Chastened, I decided to see Matisse & Picasso at the National Gallery in Canberra technologically naked. Without even a notebook. Just my eyes. The first thing I noticed was that the people who spent the most time with the work were not taking photos. They were dawdling, pondering and scrutinising. “Slow looking”, as the curators at the Tate now call it. Like an art mating dance, they rubbed their chins. They came close and stepped away. It all evoked a 1970s Woody Allen movie, in a good way.
Was this a form of museum mindfulness? I was certainly dumped into the power of now. There would be no opportunity to catch up later looking at cropped details. This was IT – the moment committing to memory. The colours and pigments looked bright as if they had just been applied. I could see the drag of Matisse’s pencil line gouged into the paper at speed. I appreciated the patience of a still life, the tenderness of plums and lemons sitting on a violet tablecloth.

◆ **WRITTEN INSTRUCTION 1**: According to the passage, what do the curators at the Tate now call the way of viewing art that involves dawdling, pondering and scrutinizing?
◆ **WRITTEN INSTRUCTION 2**: Say whether each statement agrees with the passage, and quote the deciding words: (a) The writer brought a notebook to the exhibition. (b) The scene reminded the writer of a 1970s Woody Allen movie. (c) The people who spent the most time with the work were taking photos.

◆ **ITEMS**:
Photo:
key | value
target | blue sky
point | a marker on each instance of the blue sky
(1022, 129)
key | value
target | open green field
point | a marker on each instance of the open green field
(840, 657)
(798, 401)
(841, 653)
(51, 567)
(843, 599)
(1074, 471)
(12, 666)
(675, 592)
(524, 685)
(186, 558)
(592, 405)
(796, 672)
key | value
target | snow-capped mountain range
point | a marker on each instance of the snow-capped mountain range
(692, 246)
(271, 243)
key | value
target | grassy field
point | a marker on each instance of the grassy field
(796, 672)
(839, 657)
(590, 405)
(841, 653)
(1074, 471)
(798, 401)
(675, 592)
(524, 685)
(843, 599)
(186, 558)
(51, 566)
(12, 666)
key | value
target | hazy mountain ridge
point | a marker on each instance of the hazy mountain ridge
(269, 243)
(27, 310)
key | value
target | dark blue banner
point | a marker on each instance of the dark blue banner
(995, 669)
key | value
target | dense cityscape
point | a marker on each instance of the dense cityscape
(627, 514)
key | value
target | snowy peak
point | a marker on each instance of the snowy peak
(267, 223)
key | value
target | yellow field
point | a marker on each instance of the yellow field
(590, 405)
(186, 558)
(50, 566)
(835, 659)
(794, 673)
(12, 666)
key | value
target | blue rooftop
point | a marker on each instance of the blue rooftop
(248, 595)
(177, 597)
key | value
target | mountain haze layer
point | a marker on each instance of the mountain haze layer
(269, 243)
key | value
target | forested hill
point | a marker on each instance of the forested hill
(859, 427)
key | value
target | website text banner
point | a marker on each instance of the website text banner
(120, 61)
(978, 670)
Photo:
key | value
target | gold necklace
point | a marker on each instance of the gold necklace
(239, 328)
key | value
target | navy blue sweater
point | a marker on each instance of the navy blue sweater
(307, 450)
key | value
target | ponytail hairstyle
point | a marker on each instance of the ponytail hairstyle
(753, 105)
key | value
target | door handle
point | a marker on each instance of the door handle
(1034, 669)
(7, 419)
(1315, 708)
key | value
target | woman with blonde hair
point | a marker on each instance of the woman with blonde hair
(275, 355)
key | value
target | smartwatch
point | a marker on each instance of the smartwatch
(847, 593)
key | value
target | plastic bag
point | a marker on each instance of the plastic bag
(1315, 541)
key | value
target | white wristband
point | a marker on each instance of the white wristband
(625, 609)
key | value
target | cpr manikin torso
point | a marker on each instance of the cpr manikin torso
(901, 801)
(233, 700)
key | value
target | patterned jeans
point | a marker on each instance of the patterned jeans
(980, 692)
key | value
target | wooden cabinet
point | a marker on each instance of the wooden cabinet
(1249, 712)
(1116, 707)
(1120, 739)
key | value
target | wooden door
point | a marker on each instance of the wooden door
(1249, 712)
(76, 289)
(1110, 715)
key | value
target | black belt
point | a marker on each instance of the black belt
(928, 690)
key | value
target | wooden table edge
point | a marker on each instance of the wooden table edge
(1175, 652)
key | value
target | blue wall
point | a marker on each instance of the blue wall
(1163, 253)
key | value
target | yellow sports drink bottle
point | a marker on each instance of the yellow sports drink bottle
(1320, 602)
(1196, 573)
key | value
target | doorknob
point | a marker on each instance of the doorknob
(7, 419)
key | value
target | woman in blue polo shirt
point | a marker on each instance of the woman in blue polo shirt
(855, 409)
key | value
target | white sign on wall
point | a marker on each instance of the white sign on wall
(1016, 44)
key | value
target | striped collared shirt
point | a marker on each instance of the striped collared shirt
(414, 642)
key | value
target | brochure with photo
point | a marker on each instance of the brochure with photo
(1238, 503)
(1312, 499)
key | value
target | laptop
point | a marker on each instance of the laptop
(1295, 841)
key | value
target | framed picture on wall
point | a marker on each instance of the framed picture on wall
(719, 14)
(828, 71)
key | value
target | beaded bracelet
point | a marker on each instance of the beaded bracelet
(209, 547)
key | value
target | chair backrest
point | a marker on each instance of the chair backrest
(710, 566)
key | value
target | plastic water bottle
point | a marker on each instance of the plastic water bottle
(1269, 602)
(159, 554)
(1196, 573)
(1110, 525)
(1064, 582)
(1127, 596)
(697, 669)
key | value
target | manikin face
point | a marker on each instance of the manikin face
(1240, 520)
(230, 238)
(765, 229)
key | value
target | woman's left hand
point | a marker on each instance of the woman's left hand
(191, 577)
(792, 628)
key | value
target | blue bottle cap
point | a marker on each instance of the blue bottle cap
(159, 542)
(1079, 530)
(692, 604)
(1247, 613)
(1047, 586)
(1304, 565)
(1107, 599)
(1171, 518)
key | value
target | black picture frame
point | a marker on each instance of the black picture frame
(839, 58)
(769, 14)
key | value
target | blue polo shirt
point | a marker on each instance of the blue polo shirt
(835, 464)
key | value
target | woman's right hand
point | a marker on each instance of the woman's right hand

◆ **EXPECTED OUTPUT 1**: "Slow looking."

◆ **EXPECTED OUTPUT 2**:
(a) No: "Without even a notebook."
(b) Yes: "It all evoked a 1970s Woody Allen movie, in a good way."
(c) No: "the people who spent the most time with the work were not taking photos."